*WHAT YOU WILL DO*
Omit the images. Copy each entry word for word.

*RECORD LIST*
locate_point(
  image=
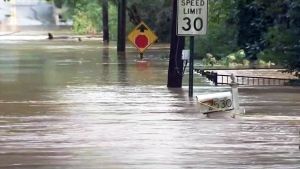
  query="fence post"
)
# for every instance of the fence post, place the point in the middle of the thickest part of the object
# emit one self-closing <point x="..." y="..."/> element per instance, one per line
<point x="235" y="97"/>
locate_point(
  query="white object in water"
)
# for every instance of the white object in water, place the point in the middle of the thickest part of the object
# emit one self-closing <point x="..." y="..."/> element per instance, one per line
<point x="220" y="102"/>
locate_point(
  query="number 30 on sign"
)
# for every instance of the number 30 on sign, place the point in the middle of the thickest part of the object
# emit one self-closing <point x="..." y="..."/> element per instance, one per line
<point x="192" y="17"/>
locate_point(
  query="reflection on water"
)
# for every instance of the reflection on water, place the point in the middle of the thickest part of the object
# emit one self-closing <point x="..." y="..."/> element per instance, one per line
<point x="81" y="105"/>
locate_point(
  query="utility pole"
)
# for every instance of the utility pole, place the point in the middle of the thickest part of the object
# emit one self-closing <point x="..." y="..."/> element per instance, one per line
<point x="175" y="62"/>
<point x="121" y="26"/>
<point x="105" y="21"/>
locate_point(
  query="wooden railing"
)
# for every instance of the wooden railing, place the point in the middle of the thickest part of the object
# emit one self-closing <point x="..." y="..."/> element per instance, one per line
<point x="220" y="79"/>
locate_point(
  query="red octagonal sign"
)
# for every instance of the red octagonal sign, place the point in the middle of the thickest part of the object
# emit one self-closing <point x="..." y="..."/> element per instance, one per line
<point x="141" y="41"/>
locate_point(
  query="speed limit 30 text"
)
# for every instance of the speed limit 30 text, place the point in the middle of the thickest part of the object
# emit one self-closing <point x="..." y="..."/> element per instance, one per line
<point x="192" y="6"/>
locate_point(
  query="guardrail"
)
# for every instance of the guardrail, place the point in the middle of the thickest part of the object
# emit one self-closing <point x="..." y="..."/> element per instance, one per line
<point x="220" y="79"/>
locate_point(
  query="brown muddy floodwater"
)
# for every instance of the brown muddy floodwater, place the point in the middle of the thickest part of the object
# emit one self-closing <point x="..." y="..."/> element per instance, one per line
<point x="71" y="105"/>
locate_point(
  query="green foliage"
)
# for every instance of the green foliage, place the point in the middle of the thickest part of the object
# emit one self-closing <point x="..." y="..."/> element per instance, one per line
<point x="221" y="38"/>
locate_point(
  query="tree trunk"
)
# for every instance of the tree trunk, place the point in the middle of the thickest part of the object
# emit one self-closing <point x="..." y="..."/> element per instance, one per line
<point x="175" y="62"/>
<point x="105" y="21"/>
<point x="121" y="25"/>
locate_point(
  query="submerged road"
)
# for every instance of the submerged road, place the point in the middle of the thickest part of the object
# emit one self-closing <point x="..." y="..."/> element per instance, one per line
<point x="73" y="105"/>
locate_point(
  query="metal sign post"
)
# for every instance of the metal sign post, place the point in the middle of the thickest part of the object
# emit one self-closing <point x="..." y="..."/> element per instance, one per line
<point x="192" y="21"/>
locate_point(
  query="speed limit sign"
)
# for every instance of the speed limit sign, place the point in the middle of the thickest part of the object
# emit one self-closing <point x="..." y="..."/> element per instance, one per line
<point x="192" y="17"/>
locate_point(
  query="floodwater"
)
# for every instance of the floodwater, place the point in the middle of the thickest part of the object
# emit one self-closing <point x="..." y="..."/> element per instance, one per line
<point x="79" y="105"/>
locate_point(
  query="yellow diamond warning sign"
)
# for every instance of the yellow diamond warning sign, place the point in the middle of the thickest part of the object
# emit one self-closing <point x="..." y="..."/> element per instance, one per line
<point x="142" y="37"/>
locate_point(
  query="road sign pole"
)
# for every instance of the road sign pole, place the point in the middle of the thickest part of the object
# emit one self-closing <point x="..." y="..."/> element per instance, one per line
<point x="191" y="67"/>
<point x="141" y="56"/>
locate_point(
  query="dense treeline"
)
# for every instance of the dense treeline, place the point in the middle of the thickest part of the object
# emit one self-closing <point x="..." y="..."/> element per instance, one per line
<point x="239" y="31"/>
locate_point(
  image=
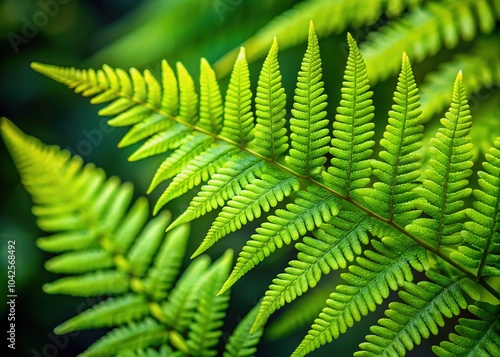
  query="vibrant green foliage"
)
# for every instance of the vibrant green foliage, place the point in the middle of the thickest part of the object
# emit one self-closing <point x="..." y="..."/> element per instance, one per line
<point x="377" y="219"/>
<point x="131" y="266"/>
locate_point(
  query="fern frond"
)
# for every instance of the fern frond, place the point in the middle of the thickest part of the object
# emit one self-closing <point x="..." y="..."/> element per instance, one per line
<point x="352" y="128"/>
<point x="201" y="168"/>
<point x="188" y="98"/>
<point x="238" y="116"/>
<point x="309" y="210"/>
<point x="334" y="244"/>
<point x="392" y="196"/>
<point x="270" y="132"/>
<point x="482" y="66"/>
<point x="421" y="313"/>
<point x="164" y="351"/>
<point x="167" y="264"/>
<point x="482" y="232"/>
<point x="80" y="262"/>
<point x="110" y="312"/>
<point x="146" y="245"/>
<point x="477" y="337"/>
<point x="299" y="314"/>
<point x="109" y="282"/>
<point x="368" y="284"/>
<point x="242" y="343"/>
<point x="329" y="17"/>
<point x="260" y="195"/>
<point x="226" y="183"/>
<point x="161" y="142"/>
<point x="132" y="337"/>
<point x="423" y="32"/>
<point x="192" y="146"/>
<point x="445" y="186"/>
<point x="204" y="331"/>
<point x="309" y="134"/>
<point x="211" y="108"/>
<point x="183" y="298"/>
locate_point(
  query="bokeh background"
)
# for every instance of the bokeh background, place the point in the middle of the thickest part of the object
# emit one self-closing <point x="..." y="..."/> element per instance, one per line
<point x="140" y="33"/>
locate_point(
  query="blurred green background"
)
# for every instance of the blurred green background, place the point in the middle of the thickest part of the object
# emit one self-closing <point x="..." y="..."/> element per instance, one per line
<point x="140" y="33"/>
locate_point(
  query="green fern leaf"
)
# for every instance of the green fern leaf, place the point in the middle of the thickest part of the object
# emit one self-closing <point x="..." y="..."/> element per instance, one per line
<point x="445" y="185"/>
<point x="352" y="129"/>
<point x="156" y="123"/>
<point x="131" y="226"/>
<point x="204" y="331"/>
<point x="132" y="337"/>
<point x="197" y="170"/>
<point x="482" y="66"/>
<point x="369" y="283"/>
<point x="164" y="351"/>
<point x="192" y="146"/>
<point x="482" y="232"/>
<point x="392" y="196"/>
<point x="92" y="284"/>
<point x="270" y="132"/>
<point x="167" y="264"/>
<point x="329" y="17"/>
<point x="477" y="337"/>
<point x="67" y="241"/>
<point x="421" y="313"/>
<point x="161" y="142"/>
<point x="309" y="210"/>
<point x="423" y="31"/>
<point x="259" y="195"/>
<point x="334" y="245"/>
<point x="111" y="312"/>
<point x="238" y="117"/>
<point x="80" y="262"/>
<point x="299" y="314"/>
<point x="309" y="134"/>
<point x="226" y="183"/>
<point x="146" y="245"/>
<point x="210" y="100"/>
<point x="188" y="108"/>
<point x="242" y="343"/>
<point x="182" y="300"/>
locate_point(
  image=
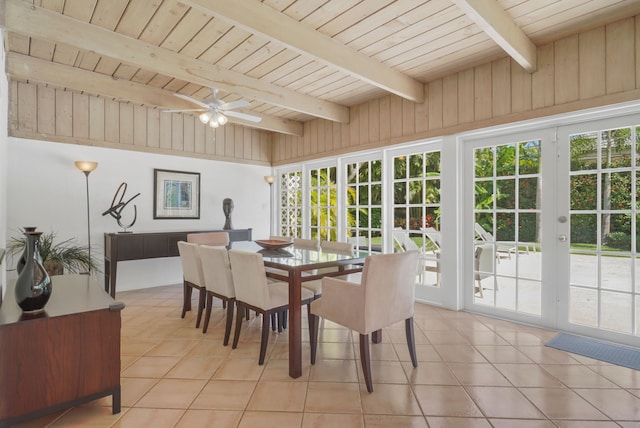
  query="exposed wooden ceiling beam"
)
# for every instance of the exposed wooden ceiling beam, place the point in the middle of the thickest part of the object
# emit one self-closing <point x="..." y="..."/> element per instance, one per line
<point x="42" y="71"/>
<point x="258" y="18"/>
<point x="30" y="20"/>
<point x="497" y="23"/>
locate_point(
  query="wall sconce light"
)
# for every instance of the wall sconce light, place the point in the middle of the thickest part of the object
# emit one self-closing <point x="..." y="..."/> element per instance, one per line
<point x="87" y="167"/>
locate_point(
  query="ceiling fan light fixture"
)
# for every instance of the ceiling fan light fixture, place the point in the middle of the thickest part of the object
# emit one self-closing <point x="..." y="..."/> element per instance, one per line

*WRITTEN REPLY*
locate_point(
  image=
  query="fence post"
)
# for every instance of the fence post, place the point in the middle of the thickest part of the object
# emit one self-closing <point x="..." y="..."/> element per instance, one per line
<point x="235" y="97"/>
locate_point(
  query="white object in water"
)
# for every instance of the white object in water, place the point in the middle of the thickest part of the object
# emit one self-closing <point x="..." y="..."/> element per instance, one per line
<point x="220" y="102"/>
locate_point(
  query="number 30 on sign"
)
# for every instance of the number 30 on sign, place the point in the middle of the thickest part of the object
# emit one self-closing <point x="..." y="..."/> element per instance, one per line
<point x="192" y="17"/>
locate_point(
  query="reflection on water"
)
# for every instance of the reflection on water, place the point in the middle of the thickest part of the object
# emit one self-closing <point x="..." y="..."/> element per instance, one per line
<point x="81" y="105"/>
locate_point(
  query="utility pole"
)
# for every instance of the utility pole, place the point in the middle of the thickest part of the object
# emit one self-closing <point x="..." y="..."/> element per instance, one per line
<point x="175" y="62"/>
<point x="121" y="26"/>
<point x="105" y="21"/>
locate_point(
  query="wooden railing"
)
# for every instance of the wooden railing, place the point in the middle of the thickest part of the object
# emit one self-closing <point x="..." y="..."/> element per instance, one per line
<point x="220" y="79"/>
locate_point(
  query="red octagonal sign"
)
# for every instance of the red octagonal sign, place the point in the middle of the thickest part of the object
# emit one self-closing <point x="..." y="..."/> element per instance, one per line
<point x="141" y="41"/>
locate_point(
  query="speed limit 30 text"
)
# for every instance of the speed limit 30 text, place the point in the middle of the thickest part of the object
# emit one self-closing <point x="..." y="..."/> element per instance, one per line
<point x="192" y="6"/>
locate_point(
  query="guardrail"
)
# for every instance of the guardrail, place the point in the middle of the thickest part of the object
# emit one self-closing <point x="..." y="..."/> element per instance, one per line
<point x="220" y="79"/>
locate_point(
  query="brown muddy floodwater"
)
# for every instance of the brown muddy floodwater, place the point in the middle of the thickest part of the object
# emit one self-closing <point x="..." y="..."/> element per instance, one per line
<point x="71" y="105"/>
locate_point(
  query="green foliage"
)
# for every instance of the green foliage, place the point in the middle of the thickest part of the object
# emit one self-closing <point x="..." y="..."/> element per instance, one per line
<point x="221" y="38"/>
locate_point(
  query="tree trunk"
)
# for every instance of the tree trunk, place the point in the middle of the thickest part of the object
# emit one self-closing <point x="..." y="..."/> element per instance, one per line
<point x="175" y="62"/>
<point x="105" y="21"/>
<point x="121" y="25"/>
locate_point(
  query="submerged road"
)
# for every instance of the submerged road, place the point in the middle of the thickest part of the object
# emit one self-closing <point x="..." y="..."/> element per instance, one per line
<point x="73" y="105"/>
locate_point(
  query="metal sign post"
)
# for every instance of the metal sign post, place the point in the middle of the thickest part of the object
# emit one self-closing <point x="..." y="..."/> element per instance, one per line
<point x="192" y="21"/>
locate_point(
  query="speed limit sign"
)
# for every instance of the speed limit sign, place the point in the middle of the thickest part of the object
# emit one self-closing <point x="..." y="..."/> element per instance, one per line
<point x="192" y="17"/>
locate_point(
  query="floodwater"
)
# for every instance of the floodwater, place the point in the middle of the thickest part of the object
# emit one self-closing <point x="..." y="..."/> element per instance, one per line
<point x="79" y="105"/>
locate_point(
  query="yellow diamond warning sign"
)
# for every instance of the yellow diamond warning sign, place the point in the middle of the thickest part of the object
# emit one self-closing <point x="..." y="..."/> element per instance, one per line
<point x="142" y="37"/>
locate_point(
  query="road sign pole"
)
# for every instance of the road sign pole, place the point in the middle of the thickest part of the object
# emit one self-closing <point x="..." y="..."/> element per instance, one per line
<point x="191" y="67"/>
<point x="141" y="56"/>
locate_point(
  query="dense treeline"
)
# for every instance of the dense treeline, place the point in the middle of the thickest part of the object
# emit one self-closing <point x="..." y="..."/> element per instance, one per line
<point x="239" y="31"/>
locate_point(
  image=
  query="vibrant green foliage"
)
# for every instance of the vibrant green foliage, place the point in the middle of the thickest part of the object
# emit one self-closing <point x="..." y="..."/> element per instance, one per line
<point x="377" y="219"/>
<point x="131" y="266"/>
locate_point(
  query="fern frond"
)
# for every instance of the fern frond, place the point in the middle of the thickest part of the object
# emit one self-closing <point x="..." y="..."/> element per instance, one per line
<point x="352" y="128"/>
<point x="201" y="168"/>
<point x="188" y="98"/>
<point x="238" y="116"/>
<point x="309" y="210"/>
<point x="334" y="244"/>
<point x="392" y="196"/>
<point x="270" y="132"/>
<point x="482" y="66"/>
<point x="421" y="313"/>
<point x="164" y="351"/>
<point x="167" y="264"/>
<point x="482" y="232"/>
<point x="80" y="262"/>
<point x="110" y="312"/>
<point x="146" y="245"/>
<point x="477" y="337"/>
<point x="299" y="314"/>
<point x="109" y="282"/>
<point x="368" y="284"/>
<point x="242" y="343"/>
<point x="329" y="17"/>
<point x="260" y="195"/>
<point x="226" y="183"/>
<point x="161" y="142"/>
<point x="132" y="337"/>
<point x="423" y="32"/>
<point x="192" y="146"/>
<point x="445" y="186"/>
<point x="204" y="331"/>
<point x="309" y="134"/>
<point x="211" y="108"/>
<point x="183" y="298"/>
locate_point(
  query="bokeh background"
)
# for every instance of the bokeh background, place the point in the middle of the thickest part of the object
# emit one self-closing <point x="..." y="..."/> element per instance, one per line
<point x="140" y="33"/>
locate_point(
  query="blurred green background"
)
# for every instance of the blurred green background, place the point in the middle of the thickest part of the object
# emit one self-closing <point x="..." y="..."/> element per instance, one per line
<point x="140" y="33"/>
locate_point(
  query="green fern leaf"
)
# for every instance of the green fern leaf, place the point in the middle of the thickest part of the object
# emit one self-closing <point x="..." y="..."/> element per instance, one per line
<point x="445" y="185"/>
<point x="352" y="129"/>
<point x="156" y="123"/>
<point x="131" y="226"/>
<point x="204" y="331"/>
<point x="132" y="337"/>
<point x="197" y="170"/>
<point x="482" y="66"/>
<point x="369" y="283"/>
<point x="164" y="351"/>
<point x="192" y="146"/>
<point x="482" y="232"/>
<point x="392" y="196"/>
<point x="92" y="284"/>
<point x="270" y="132"/>
<point x="167" y="264"/>
<point x="329" y="17"/>
<point x="477" y="337"/>
<point x="67" y="241"/>
<point x="421" y="313"/>
<point x="161" y="142"/>
<point x="309" y="210"/>
<point x="423" y="31"/>
<point x="259" y="195"/>
<point x="334" y="245"/>
<point x="111" y="312"/>
<point x="238" y="117"/>
<point x="80" y="262"/>
<point x="299" y="314"/>
<point x="309" y="134"/>
<point x="226" y="183"/>
<point x="146" y="245"/>
<point x="210" y="100"/>
<point x="188" y="108"/>
<point x="242" y="343"/>
<point x="182" y="300"/>
locate_point(
  image=
  query="exposed wooden ceiling beam"
)
# for every instance of the exposed wooden ceiling beam, place the point in the middle of the thickest part of the object
# emit one self-closing <point x="..." y="..."/> element per instance, one per line
<point x="42" y="71"/>
<point x="258" y="18"/>
<point x="30" y="20"/>
<point x="497" y="23"/>
locate_point(
  query="wall sconce light"
)
# for every instance of the wall sconce light, place the point in the middle of the thickest part of the object
# emit one self-closing <point x="..." y="..."/> element per instance, one per line
<point x="87" y="167"/>
locate_point(
  query="ceiling fan light fixture"
)
# for every instance of the ceiling fan light fixture, place the point in the middle of the thickest part of the object
# emit one self-closing <point x="..." y="..."/> element per instance, one per line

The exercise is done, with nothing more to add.